Extracted data entries
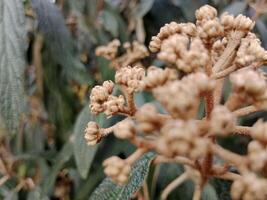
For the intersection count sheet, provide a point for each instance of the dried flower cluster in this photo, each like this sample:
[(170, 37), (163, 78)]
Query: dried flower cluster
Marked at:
[(208, 52)]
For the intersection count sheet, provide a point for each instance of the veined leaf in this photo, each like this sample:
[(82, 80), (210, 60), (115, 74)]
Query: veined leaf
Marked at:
[(63, 156), (108, 190), (52, 25), (83, 153), (12, 63)]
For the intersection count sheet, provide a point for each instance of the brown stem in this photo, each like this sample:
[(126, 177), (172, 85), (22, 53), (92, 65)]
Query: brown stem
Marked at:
[(245, 111), (229, 53), (174, 184), (37, 62), (136, 155), (242, 130), (233, 102), (224, 73), (228, 176), (233, 158)]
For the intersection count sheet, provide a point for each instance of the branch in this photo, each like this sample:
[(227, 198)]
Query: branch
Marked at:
[(174, 184)]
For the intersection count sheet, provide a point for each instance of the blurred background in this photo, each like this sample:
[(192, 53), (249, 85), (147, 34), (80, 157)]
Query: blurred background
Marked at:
[(46, 157)]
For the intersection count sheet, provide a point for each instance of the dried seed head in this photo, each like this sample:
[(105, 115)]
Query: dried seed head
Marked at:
[(222, 121), (99, 95), (179, 138), (257, 155), (130, 77), (92, 133), (125, 129), (250, 51), (113, 105), (244, 189), (147, 118), (259, 131), (179, 99), (157, 77), (117, 169), (206, 12), (201, 81), (249, 84), (109, 51)]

* Stated problem: Reproduce all of the records above with "intersection count sheet" swapped for "junction tally sheet" wherever it occurs, leaving everything else unchanged. Omit the pictures from your answer.

* Exercise output:
For the junction tally sheet, provide a point for each instance of the dried flower cluster in this photo, each like this sample:
[(170, 37), (163, 78)]
Query: dried flower cluster
Marked at:
[(208, 52)]
For the junction tally sheet, provide a point for each instance of the veined leaf in this photo, each like this sample:
[(82, 80), (210, 60), (115, 74)]
Query: veined leaf
Marked at:
[(63, 156), (108, 190), (52, 25), (83, 153), (12, 63)]
For the junction tally sheet, provide a point for each instance of the brown stem in this photo, each like this sample:
[(126, 177), (172, 85), (22, 53), (92, 65)]
Query: brown stem
Marked at:
[(245, 111), (229, 53), (174, 184), (37, 62), (136, 155), (242, 130), (233, 102), (224, 73), (228, 176), (233, 158)]
For the junction tally sheet, provide a point for each instance of the branch in this photo, each like this sample:
[(227, 198)]
Query: branch
Marked at:
[(174, 184)]
For the junction tally sheet, provide a point for each instance of the blurred background in this photo, each like this sample:
[(192, 53), (249, 85), (147, 34), (80, 157)]
Query: blurred background
Marked at:
[(46, 157)]
For the junction tally sheet, provide a point for each instance of the dried seed head in this photo, each like this sample:
[(105, 115)]
Query: dried seed head
Marked at:
[(222, 121), (99, 95), (179, 138), (257, 155), (130, 77), (92, 133), (125, 129), (250, 51), (113, 105), (244, 189), (147, 118), (259, 131), (179, 99), (157, 77), (117, 169), (206, 12), (201, 81), (249, 84), (109, 51)]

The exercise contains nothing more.